What the Pope Heard ? And wanted to hear ?

On 22 November 1903, Pope Pius X issued a Motu Proprio (Instruction) on Sacred Music entitled Tra le Sollecitudini

Amongst other things, the Pope set forth new regulations for the performance of music in the Roman Catholic Church. These reforms reaffirmed the primacy of Gregorian chant, which had largely fallen out of favour.

His collaborator in the writing of the Instruction was Monsignor Lorenzo Perosi (21 December 1872 - 12 October 1956) the Maestro Perpetuo della Cappella Sistina, or Perpetual Director of the Sistine Choir, in Rome.

Don Perosi with his Sistine Choir (c. 1905).

Perosi was a prominent member of the Giovane Scuola, of which the most important Verismo composers or Veristi (Puccini, Mascagni, Leoncavallo, Giordano, and Cilea) were all considered members. Perosi was deeply admired by Rolland and Boito, Toscanini, and many others. Caruso sang his music, as did Sammarco, Tagliabue, Gigli, and other great singers from that era. His French admirers included Debussy and Massenet.

Giacomo Puccini is quoted as saying that "There's more music in Perosi's head than in mine and Mascagni's put together."

Gregorian chant is of course named after Pope Gregory I, (Bishop of Rome from 590 to 604), who is traditionally credited for having ordered the simplification and cataloging of music assigned to specific celebrations in the church calendar

In a letter to Cardinal Respighi, the Vicar General of Rome dated 8th December 1903 and following on the Motu Proprio, Pope Pius X set out his instructions for implementation of the Motu Proprio in the Diocese of Rome.

In the letter he wrote of Gregorian Chant:

" It is Our will, therefore, that in all seminaries and colleges in this fostering city there be introduced once more the most ancient Roman [Gregorian] chant which used to resound in our churches and basilicas and which formed the delight of past generations in the fairest days of Christian piety.

And as in former times the chant was spread abroad over the whole Western Church from Rome, so We desire that Our young clerics, educated under Our own eyes, may carry it with them and diffuse it again in their own dioceses when they return thither as priests to work for the glory of God. We are overjoyed to be able to give these regulations at a time when We are about to celebrate the 13th centenary of the death of the glorious and incomparable Pontiff St. Gregory the Great, to whom an ecclesiastical tradition dating back many centuries has attributed the composition of these sacred melodies and from whom they have derived their name.

▸ **Supplied data**
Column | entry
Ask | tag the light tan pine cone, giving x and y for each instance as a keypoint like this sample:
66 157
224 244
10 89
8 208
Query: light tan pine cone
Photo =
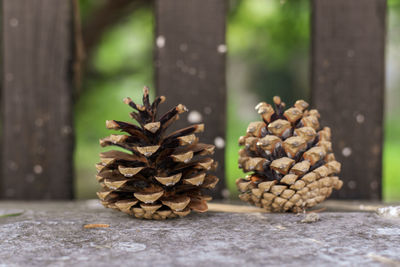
290 159
158 175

▸ **Your tasks**
A. Gather every line of the records that contains the word "pine" and copy each one in full.
B. Pick up the passage on Pope Pius X and Gregorian chant where it stops and continue it.

▸ **The responses**
A.
Ask | tag the light tan pine cone, giving x and y for each instance as a keypoint like this sample:
Query: light tan pine cone

B.
Let Our dearly-beloved youths exercise themselves in them, for it will be sweet to us to hear them when, as We have been told will be the case, they will assemble at the coming centenary celebrations round the tomb of the Holy Pontiff in the Vatican Basilica during the Sacred Liturgy which, please God, will be celebrated by Us on that auspicious occasion."

In 1889, after decades of research, the monks of Solesmes released the first book in a planned series, the Paléographie Musicale. This reconstructed chant was academically praised, but rejected by Rome until 1903. Pope Pius X, promptly accepted the Solesmes chant — now compiled as the Liber usualis — as authoritative. In 1904, the Vatican edition of the Solesmes chant was commissioned.

Monsignor Antonio Rella, Master of the Sistine choir was Monsignor Perosi`s assistant and both were appointed members of the Commission to put into effect the Pope`s instructions.

Therefore the following recording from 1904 (click the permalink underneath to play it) in the Bibliothèque nationale de France in Paris is of more than passing interest to Church historians.



Permalink to the recording at the Bibliothèque nationale de France

It is a recording of the Sistine Choir under the direction of Monsignor Rella performing the Kyrie Eleison in Gregorian Chant for the 13th Centenary of St Gregory the Great and as provided in the second edition of the Abbey of Solesmes.

For a recording which is 106 years old it is surprisingly well preserved.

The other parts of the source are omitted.